• **Directions**
Transcribe the records below verbatim, starting with the line that contains "point: city skyline, one" and continuing through the end of the records.

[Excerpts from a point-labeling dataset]

◆ ◆ ◆

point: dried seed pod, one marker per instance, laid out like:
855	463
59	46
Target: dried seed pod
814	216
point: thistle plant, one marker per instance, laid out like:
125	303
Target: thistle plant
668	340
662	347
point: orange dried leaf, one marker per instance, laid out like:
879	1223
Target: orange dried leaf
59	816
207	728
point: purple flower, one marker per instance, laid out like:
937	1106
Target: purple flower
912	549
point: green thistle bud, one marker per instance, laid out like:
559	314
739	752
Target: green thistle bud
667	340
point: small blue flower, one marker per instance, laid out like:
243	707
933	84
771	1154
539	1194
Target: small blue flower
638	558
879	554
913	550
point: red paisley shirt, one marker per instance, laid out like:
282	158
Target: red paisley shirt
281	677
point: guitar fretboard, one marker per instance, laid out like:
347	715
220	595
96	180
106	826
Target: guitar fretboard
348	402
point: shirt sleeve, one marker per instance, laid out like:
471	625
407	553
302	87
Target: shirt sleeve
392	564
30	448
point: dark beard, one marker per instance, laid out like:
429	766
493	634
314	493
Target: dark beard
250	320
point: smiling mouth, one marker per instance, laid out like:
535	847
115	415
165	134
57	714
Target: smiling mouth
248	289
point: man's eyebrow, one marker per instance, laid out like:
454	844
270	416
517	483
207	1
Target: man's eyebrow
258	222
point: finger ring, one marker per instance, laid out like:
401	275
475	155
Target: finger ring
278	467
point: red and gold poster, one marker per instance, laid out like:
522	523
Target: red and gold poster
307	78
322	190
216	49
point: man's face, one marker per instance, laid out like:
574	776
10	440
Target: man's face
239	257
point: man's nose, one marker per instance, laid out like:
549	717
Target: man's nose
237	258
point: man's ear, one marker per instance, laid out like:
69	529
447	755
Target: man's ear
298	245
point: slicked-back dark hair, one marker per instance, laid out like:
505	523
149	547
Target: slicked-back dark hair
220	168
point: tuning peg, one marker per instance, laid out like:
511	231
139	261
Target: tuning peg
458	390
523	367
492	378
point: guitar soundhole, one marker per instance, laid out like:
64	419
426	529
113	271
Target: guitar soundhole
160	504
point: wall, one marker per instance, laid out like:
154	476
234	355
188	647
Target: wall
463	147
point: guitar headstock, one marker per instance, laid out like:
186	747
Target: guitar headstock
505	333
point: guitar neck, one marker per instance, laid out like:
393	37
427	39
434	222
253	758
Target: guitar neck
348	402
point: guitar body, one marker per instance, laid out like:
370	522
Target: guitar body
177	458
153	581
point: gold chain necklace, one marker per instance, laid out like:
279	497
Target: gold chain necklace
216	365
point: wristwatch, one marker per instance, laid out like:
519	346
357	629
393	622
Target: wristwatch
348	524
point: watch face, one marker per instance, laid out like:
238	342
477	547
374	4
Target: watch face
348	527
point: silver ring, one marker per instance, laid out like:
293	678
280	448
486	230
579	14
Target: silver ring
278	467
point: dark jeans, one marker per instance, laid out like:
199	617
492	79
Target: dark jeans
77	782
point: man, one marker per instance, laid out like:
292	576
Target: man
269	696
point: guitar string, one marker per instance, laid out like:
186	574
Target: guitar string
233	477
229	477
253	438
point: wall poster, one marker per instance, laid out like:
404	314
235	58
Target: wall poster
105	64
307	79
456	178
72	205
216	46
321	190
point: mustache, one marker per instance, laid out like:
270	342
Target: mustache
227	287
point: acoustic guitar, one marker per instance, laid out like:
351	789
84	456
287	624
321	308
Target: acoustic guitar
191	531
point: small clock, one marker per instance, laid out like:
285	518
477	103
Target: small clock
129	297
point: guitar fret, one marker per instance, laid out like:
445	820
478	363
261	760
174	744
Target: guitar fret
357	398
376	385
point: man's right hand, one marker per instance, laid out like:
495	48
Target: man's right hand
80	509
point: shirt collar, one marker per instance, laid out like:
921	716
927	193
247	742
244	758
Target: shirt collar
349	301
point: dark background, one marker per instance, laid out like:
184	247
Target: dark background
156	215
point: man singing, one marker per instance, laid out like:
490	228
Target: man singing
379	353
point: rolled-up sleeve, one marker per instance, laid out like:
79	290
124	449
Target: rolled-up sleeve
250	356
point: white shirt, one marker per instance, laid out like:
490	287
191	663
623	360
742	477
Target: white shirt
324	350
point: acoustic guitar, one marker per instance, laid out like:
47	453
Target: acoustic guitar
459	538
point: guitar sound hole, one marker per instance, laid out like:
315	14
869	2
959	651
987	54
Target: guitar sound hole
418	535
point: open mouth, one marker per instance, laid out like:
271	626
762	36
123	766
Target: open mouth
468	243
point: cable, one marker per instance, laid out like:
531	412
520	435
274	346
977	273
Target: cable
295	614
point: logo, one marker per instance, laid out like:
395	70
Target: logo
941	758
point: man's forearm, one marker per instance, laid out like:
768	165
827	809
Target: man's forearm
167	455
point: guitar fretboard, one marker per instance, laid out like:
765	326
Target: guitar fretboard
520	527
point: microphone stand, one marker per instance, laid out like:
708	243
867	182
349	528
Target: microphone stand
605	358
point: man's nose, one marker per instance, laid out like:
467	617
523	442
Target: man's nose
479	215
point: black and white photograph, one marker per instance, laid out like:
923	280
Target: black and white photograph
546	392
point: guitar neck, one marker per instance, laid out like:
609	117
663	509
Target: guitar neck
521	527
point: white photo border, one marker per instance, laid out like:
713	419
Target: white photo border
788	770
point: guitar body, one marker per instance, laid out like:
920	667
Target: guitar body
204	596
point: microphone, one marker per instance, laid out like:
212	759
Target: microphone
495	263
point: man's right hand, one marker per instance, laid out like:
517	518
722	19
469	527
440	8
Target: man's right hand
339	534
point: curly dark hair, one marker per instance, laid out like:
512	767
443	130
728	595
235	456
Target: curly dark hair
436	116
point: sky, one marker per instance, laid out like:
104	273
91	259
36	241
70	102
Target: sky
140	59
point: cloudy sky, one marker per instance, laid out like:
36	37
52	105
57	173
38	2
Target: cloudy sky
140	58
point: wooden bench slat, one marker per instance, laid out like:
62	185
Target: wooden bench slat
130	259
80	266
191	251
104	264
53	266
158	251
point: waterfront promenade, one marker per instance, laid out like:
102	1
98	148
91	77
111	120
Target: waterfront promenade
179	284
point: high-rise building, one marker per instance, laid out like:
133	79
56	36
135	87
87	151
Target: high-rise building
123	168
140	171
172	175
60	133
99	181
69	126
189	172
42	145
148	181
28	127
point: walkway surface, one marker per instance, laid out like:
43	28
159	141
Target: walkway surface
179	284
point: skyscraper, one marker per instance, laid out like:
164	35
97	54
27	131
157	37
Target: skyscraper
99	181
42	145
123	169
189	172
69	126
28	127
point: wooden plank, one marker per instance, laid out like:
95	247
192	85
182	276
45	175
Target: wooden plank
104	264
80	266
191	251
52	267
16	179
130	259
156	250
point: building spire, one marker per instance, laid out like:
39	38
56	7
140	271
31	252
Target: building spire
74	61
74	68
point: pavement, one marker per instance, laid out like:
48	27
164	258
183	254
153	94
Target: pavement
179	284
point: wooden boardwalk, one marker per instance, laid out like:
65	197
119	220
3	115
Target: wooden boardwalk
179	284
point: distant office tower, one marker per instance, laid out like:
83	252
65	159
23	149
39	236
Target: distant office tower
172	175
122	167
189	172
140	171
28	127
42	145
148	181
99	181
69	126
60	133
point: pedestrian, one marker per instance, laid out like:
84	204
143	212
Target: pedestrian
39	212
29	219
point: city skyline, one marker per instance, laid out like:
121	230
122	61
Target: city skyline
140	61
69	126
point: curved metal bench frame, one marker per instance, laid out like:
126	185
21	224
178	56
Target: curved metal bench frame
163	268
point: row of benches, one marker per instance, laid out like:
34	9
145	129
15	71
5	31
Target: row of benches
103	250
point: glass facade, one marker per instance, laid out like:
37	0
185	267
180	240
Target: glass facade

◆ ◆ ◆

• **Solution to the exercise**
point: city skyline, one marker per instance, laid out like:
121	230
122	61
Target: city skyline
140	61
69	126
point: curved metal bench frame, one marker per instance, laid out like:
126	185
21	224
178	56
Target: curved metal bench frame
163	268
point: row of benches, one marker per instance, laid out like:
34	9
145	129
15	71
5	31
Target: row of benches
103	250
point: glass facade, one marker per instance, laid out like:
37	0
185	267
180	240
Target: glass facade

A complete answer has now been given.